┌──

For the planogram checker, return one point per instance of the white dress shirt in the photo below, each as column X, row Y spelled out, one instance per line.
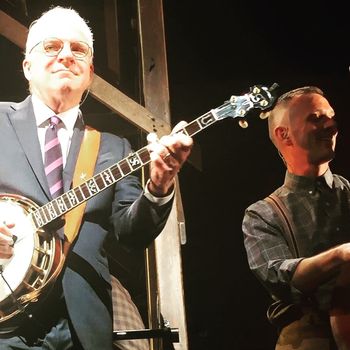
column 65, row 132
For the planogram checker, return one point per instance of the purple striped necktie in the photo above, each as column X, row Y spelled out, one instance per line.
column 53, row 158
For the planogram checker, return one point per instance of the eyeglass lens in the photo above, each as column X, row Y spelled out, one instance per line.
column 54, row 46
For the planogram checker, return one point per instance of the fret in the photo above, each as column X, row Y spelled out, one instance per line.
column 237, row 106
column 61, row 204
column 92, row 187
column 144, row 155
column 134, row 161
column 72, row 198
column 45, row 214
column 38, row 219
column 50, row 211
column 107, row 177
column 56, row 208
column 116, row 172
column 100, row 182
column 124, row 167
column 82, row 192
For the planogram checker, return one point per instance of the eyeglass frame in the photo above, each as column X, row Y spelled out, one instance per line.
column 89, row 51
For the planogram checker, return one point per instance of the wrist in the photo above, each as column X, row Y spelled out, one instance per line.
column 160, row 190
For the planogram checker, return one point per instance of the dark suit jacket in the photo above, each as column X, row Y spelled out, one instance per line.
column 86, row 277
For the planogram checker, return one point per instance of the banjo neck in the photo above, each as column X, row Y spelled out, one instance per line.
column 237, row 107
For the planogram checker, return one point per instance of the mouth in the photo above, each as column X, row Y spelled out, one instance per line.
column 63, row 71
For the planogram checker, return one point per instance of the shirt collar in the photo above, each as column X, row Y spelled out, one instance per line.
column 43, row 113
column 296, row 182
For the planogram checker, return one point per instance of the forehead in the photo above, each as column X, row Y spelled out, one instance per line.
column 304, row 105
column 71, row 31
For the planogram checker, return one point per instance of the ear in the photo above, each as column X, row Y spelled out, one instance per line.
column 92, row 70
column 26, row 69
column 282, row 135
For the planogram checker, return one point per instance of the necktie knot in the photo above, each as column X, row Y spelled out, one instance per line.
column 53, row 158
column 54, row 121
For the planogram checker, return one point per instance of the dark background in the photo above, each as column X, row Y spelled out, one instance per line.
column 215, row 50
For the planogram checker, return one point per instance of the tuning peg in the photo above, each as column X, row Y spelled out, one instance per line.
column 243, row 123
column 264, row 115
column 256, row 90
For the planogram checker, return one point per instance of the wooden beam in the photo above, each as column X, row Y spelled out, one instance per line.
column 167, row 284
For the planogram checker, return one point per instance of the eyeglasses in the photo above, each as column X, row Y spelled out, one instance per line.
column 53, row 46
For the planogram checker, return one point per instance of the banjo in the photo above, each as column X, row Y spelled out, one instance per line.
column 37, row 253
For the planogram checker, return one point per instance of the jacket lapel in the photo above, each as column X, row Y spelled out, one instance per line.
column 23, row 121
column 74, row 148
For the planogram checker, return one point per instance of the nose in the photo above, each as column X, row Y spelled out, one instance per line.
column 331, row 125
column 66, row 52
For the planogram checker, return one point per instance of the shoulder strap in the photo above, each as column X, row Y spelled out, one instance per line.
column 85, row 165
column 287, row 223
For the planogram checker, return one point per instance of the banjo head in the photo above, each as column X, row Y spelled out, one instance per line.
column 34, row 254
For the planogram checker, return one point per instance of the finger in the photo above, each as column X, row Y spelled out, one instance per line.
column 6, row 239
column 152, row 137
column 179, row 126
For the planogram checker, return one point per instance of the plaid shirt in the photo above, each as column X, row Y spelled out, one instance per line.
column 320, row 211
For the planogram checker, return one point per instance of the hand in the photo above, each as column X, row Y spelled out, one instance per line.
column 167, row 157
column 6, row 241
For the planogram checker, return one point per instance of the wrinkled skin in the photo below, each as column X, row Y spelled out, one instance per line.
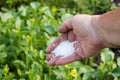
column 78, row 28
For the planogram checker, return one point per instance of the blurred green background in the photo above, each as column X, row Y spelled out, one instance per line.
column 28, row 26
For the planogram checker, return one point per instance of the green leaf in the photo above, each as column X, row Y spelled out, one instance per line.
column 118, row 61
column 6, row 16
column 50, row 29
column 3, row 55
column 2, row 47
column 35, row 5
column 107, row 55
column 116, row 72
column 18, row 23
column 19, row 64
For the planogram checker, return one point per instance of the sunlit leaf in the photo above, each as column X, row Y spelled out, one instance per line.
column 116, row 72
column 118, row 61
column 107, row 55
column 3, row 55
column 35, row 5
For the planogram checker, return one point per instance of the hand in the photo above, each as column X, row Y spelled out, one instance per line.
column 78, row 28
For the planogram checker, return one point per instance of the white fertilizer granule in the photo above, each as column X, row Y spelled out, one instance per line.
column 64, row 49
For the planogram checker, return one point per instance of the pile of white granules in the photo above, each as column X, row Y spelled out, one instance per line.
column 64, row 49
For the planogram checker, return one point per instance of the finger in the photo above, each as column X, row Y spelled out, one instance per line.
column 52, row 46
column 65, row 26
column 69, row 59
column 53, row 61
column 49, row 56
column 71, row 36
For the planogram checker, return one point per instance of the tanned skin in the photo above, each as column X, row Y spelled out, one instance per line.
column 92, row 33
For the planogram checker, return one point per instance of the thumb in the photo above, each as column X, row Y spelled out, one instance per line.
column 66, row 26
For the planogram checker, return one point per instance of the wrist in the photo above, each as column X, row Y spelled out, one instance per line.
column 98, row 30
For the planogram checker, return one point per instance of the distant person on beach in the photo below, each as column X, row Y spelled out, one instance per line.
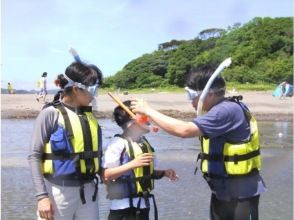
column 10, row 88
column 230, row 154
column 283, row 89
column 129, row 170
column 66, row 150
column 42, row 84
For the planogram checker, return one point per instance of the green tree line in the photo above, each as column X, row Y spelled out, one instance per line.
column 261, row 50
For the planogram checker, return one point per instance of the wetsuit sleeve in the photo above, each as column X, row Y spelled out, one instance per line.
column 45, row 125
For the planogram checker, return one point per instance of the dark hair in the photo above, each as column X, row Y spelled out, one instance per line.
column 121, row 117
column 83, row 73
column 198, row 77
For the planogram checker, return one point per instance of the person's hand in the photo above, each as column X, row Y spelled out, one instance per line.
column 45, row 209
column 171, row 174
column 139, row 106
column 142, row 160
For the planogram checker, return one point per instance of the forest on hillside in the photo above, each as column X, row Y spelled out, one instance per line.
column 261, row 51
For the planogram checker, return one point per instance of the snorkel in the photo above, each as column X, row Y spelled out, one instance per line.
column 92, row 89
column 227, row 62
column 75, row 55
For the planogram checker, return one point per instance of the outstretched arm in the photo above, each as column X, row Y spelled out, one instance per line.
column 171, row 125
column 169, row 173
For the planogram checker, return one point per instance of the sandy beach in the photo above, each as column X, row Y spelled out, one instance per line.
column 262, row 104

└──

ACTION ITEM: Word for word, reproduce all the data, but not the pictures.

EXERCISE ANSWER:
For the planogram checker, return one point per instance of the white dress shirt in the photo below, each as column X, row Y spelled out, one instance per line.
column 65, row 132
For the planogram checker, return one point per instance of the purple striped necktie in the photo above, each as column X, row Y spelled out, one instance per line.
column 53, row 158
For the planogram checker, return one point per instance of the eyeglass lens in the photo above, each as column X, row Y spelled out, one instance per line.
column 54, row 46
For the planogram checker, return one point per instance of the fret in the photo above, each as column X, row Y spelled out, one instance per line.
column 237, row 106
column 61, row 204
column 92, row 187
column 144, row 155
column 134, row 161
column 72, row 198
column 45, row 214
column 38, row 219
column 50, row 211
column 107, row 177
column 56, row 208
column 116, row 172
column 100, row 182
column 124, row 167
column 82, row 192
For the planogram checker, return one point per instance of the eyeglass frame in the photo above, each as column X, row Y spelled out, one instance per line.
column 89, row 51
For the planogram checker, return one point per instance of the wrist in the photo above, each as column X, row Y spelled out, one instance per line.
column 160, row 190
For the planogram checker, return one point per instance of the dark suit jacket in the photo above, each as column X, row Y spelled out, one instance per line.
column 86, row 277
For the planogram checker, return one point per instance of the banjo neck in the photo above, each as column X, row Y spelled out, one instance per line.
column 237, row 107
For the planogram checker, return one point per instance of the mouth in the photo above, each as column X, row Y spelled out, one instance per line.
column 63, row 71
For the planogram checker, return one point per instance of the shirt collar in the photo above, each as column X, row Y spelled out, one instance per line.
column 43, row 113
column 296, row 182
For the planogram checker, return one point per instance of the forehead in the photo above, each as column X, row Y spelled out, one instance per line.
column 304, row 105
column 71, row 31
For the planogram checker, return one point per instance of the ear in the photo above, each as column X, row Y spelled out, one instance per line.
column 92, row 70
column 26, row 69
column 282, row 135
For the planogram checker, return one point per instance of the necktie knot in the photo above, each as column X, row Y spelled out, one instance per line.
column 53, row 158
column 54, row 121
For the planogram checker, return one point per instance of the dark background in the photo above, each as column X, row Y spelled out, one instance per line.
column 215, row 50
For the planogram checker, return one point per instance of the tuning peg in the photo above, each as column X, row Y spelled out, one instance per line.
column 243, row 123
column 264, row 115
column 256, row 90
For the planogram checker, return one point per instance of the wooden beam in the photo above, each as column X, row Y spelled out, one instance per line.
column 167, row 284
For the planogram checker, return one point per instance of the eyeglasses in the photo above, each as column X, row Y spelled out, one instance per line.
column 53, row 46
For the planogram checker, return one point per instance of the banjo in the photo above, each as column X, row Y spelled out, one instance per line.
column 37, row 253
For the planogram checker, return one point per instance of the jacket lapel in the photo above, each as column X, row Y spelled out, one instance per line.
column 23, row 121
column 74, row 148
For the planogram checker, return one point per instance of the nose in the photo above, each as column X, row Y spelled out, one instance per line.
column 331, row 125
column 66, row 52
For the planogram checker, return one point per instance of the shoulder strap in the photo above, each as column X, row Y spelled out, one instance per line.
column 85, row 165
column 287, row 223
For the planogram checker, return one point per instance of the banjo head in the photo above, each as column X, row Y spelled out, one instance per line.
column 34, row 254
For the planogram checker, return one point per instance of the finger in the photo above, each as column X, row Y spelled out, one instance per line.
column 6, row 239
column 152, row 137
column 179, row 126
For the planogram checker, return one point per instance of the plaid shirt in the photo above, each as column X, row Y spelled out, one instance per line.
column 320, row 211
For the planogram checker, return one point per instance of the hand in the photo above, each as column X, row Y spelled out, one instance per line.
column 167, row 157
column 6, row 241
For the planogram checker, return one point per instance of the wrinkled skin in the photo below, each as column X, row Y spelled out, one instance per line.
column 78, row 28
For the planogram checker, return one point per instance of the blurred green background in the photo above, each as column X, row Y spelled out, one instance per line.
column 28, row 26
For the planogram checker, return one point per instance of the green leaf in the photo above, each as column X, row Y spelled out, one instance per line.
column 118, row 61
column 6, row 16
column 50, row 29
column 3, row 55
column 2, row 47
column 35, row 5
column 107, row 55
column 116, row 72
column 18, row 23
column 19, row 64
For the planogram checker, return one point per instance of the sunlit leaf in the photo above, each as column X, row Y spelled out, one instance per line.
column 116, row 72
column 118, row 61
column 107, row 55
column 3, row 55
column 35, row 5
For the planogram checker, return one point per instance of the hand in the photo above, each as column X, row Y spelled out, one instance per line.
column 78, row 28
For the planogram checker, return one point per instance of the white fertilizer granule in the photo above, each as column X, row Y spelled out, one instance per line.
column 64, row 49
For the planogram checker, return one point per instance of the pile of white granules in the photo above, each as column X, row Y spelled out, one instance per line.
column 64, row 49
For the planogram checker, return one point per instance of the finger in the photo above, each as column X, row Y spelled out, one instance per line.
column 52, row 46
column 65, row 26
column 69, row 59
column 53, row 61
column 49, row 56
column 71, row 36
For the planogram checker, return one point per instance of the tanned skin in the photo above, each as column X, row Y spelled out, one instance per line.
column 92, row 33
For the planogram checker, return one point per instance of the thumb in the photo above, each as column X, row Y spelled out, one instance per line.
column 66, row 26
For the planogram checker, return one point per instance of the wrist in the photo above, each as column X, row Y spelled out, one instance per line.
column 98, row 30
For the planogram checker, return one point per instance of the distant person on beach in the photo below, each as column X, row Y spelled out, one instance per line.
column 10, row 88
column 230, row 154
column 283, row 89
column 129, row 170
column 66, row 150
column 42, row 84
For the planogram checker, return one point per instance of the green tree line in the photo above, each as column X, row Y spelled out, one instance per line.
column 261, row 50
For the planogram checker, return one point per instance of the wetsuit sleeve in the photo above, each as column X, row Y spelled out, one instance per line.
column 45, row 125
For the planogram checker, return one point per instance of the dark hair in the photo above, each as column X, row Y spelled out, one instance per line.
column 121, row 117
column 83, row 73
column 198, row 77
For the planogram checker, return one point per instance of the person's hand in the photo above, each as column X, row Y spelled out, one instance per line.
column 45, row 209
column 171, row 174
column 139, row 106
column 142, row 160
For the planogram checker, return one point per instance of the forest on hillside in the photo above, each as column X, row Y spelled out, one instance per line.
column 261, row 51
For the planogram checker, return one point per instance of the snorkel in the photo above, each as column X, row Y spelled out, one instance per line.
column 92, row 89
column 227, row 62
column 75, row 55
For the planogram checker, return one point per instance of the outstretched arm in the photo above, each as column X, row Y spelled out, one instance per line.
column 171, row 125
column 169, row 173
For the planogram checker, return one point per instance of the sandy beach in the photo above, each as column X, row Y spelled out, one instance per line.
column 262, row 104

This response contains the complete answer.